Extract to read:
Review of PEEK Material & Silicon Nitride Ceramic Spinal Implants in the Same Patient
A 66 year old female patient underwent two separate spinal surgeries, the first using two PEEK (polyetheretherketone) spinal implants and the second, three years later, using a Silicon Nitride ceramic (Si3N4) implant. This review compares the two materials post-operatively.
PEEK MATERIAL – DIAGNOSIS & FIRST SPINAL SURGERY
Patient had a 30 year history of chronic back pain. She reported two ruptured discs, which had been treated conservatively after an episode that left her unable to walk and on bedrest for two months. For five weeks she had experienced bilateral pain in her lower back, which radiated to both hips and down the posterior quadriceps, being most intense in her buttocks. There was tingling across her lower back, legs gave out intermittently, left leg pain was greater, and she could not stand for longer than 30-40 minutes. No bowel or bladder incontinence.
Patient had Von Willebrand Disease, hypercholesterolemia, hypertension, and diabetes mellitus that was under diet control. She was a social drinker and smoked 1 ½ packs per day. Radiologic examination revealed; severe facet disease bilateral at L5-S1, moderate facet disease at L4-L5 with left foraminal narrowing, and mild facet disease at L3-L4.

Raw data:

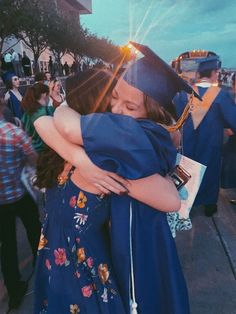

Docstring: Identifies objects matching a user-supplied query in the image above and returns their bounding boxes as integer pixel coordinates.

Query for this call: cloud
[81,0,236,67]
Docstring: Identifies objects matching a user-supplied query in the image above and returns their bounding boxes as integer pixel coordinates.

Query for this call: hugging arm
[34,116,180,211]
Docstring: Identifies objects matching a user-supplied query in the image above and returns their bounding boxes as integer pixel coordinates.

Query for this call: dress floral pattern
[34,172,125,314]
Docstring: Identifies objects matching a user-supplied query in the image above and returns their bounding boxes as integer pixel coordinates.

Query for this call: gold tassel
[165,93,194,133]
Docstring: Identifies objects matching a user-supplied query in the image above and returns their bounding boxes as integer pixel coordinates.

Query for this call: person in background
[34,72,47,85]
[21,82,54,153]
[44,71,52,86]
[48,56,54,76]
[11,49,21,77]
[4,73,23,120]
[63,61,70,76]
[174,57,236,217]
[0,99,41,309]
[22,51,32,76]
[49,79,65,108]
[4,51,14,72]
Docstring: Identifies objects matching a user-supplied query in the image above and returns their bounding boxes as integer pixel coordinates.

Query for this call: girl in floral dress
[35,67,183,314]
[34,71,125,314]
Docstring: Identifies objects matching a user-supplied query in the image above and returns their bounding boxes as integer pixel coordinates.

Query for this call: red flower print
[70,196,76,208]
[77,248,86,263]
[54,248,66,266]
[45,259,51,270]
[77,191,88,208]
[87,257,93,268]
[70,304,80,314]
[82,285,93,298]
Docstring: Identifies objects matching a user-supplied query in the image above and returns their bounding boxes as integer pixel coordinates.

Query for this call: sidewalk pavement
[0,190,236,314]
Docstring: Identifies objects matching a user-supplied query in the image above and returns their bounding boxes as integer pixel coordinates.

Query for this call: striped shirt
[0,117,34,204]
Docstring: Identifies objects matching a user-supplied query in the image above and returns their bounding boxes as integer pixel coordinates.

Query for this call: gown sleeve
[81,114,176,179]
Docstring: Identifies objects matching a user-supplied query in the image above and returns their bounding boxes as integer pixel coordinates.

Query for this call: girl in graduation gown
[33,71,179,314]
[35,43,195,314]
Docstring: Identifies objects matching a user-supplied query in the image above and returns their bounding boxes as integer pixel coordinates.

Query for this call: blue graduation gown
[81,114,189,314]
[174,87,236,205]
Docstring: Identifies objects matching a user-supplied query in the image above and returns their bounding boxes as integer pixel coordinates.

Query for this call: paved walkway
[0,190,236,314]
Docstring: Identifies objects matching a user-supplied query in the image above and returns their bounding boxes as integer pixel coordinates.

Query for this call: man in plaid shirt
[0,99,41,309]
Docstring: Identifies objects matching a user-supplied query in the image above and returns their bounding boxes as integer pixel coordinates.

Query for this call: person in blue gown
[32,70,179,314]
[35,44,195,314]
[3,72,23,120]
[174,57,236,216]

Brief:
Reproduce the passage of the spinal implant review above, starting with "PEEK MATERIAL –" and going on through "or bladder incontinence.".

Response to this task:
PEEK MATERIAL – DIAGNOSIS & FIRST SPINAL SURGERY
Patient had a 30 year history of chronic back pain. She reported two ruptured discs, which had been treated conservatively after an episode that left her unable to walk and on bedrest for two months. For five weeks she had experienced bilateral pain in her lower back, which radiated to both hips and down the posterior quadriceps, being most intense in her buttocks. There was tingling across her lower back, legs gave out intermittently, left leg pain was greater, and she could not stand for longer than 30-40 minutes. No bowel or bladder incontinence.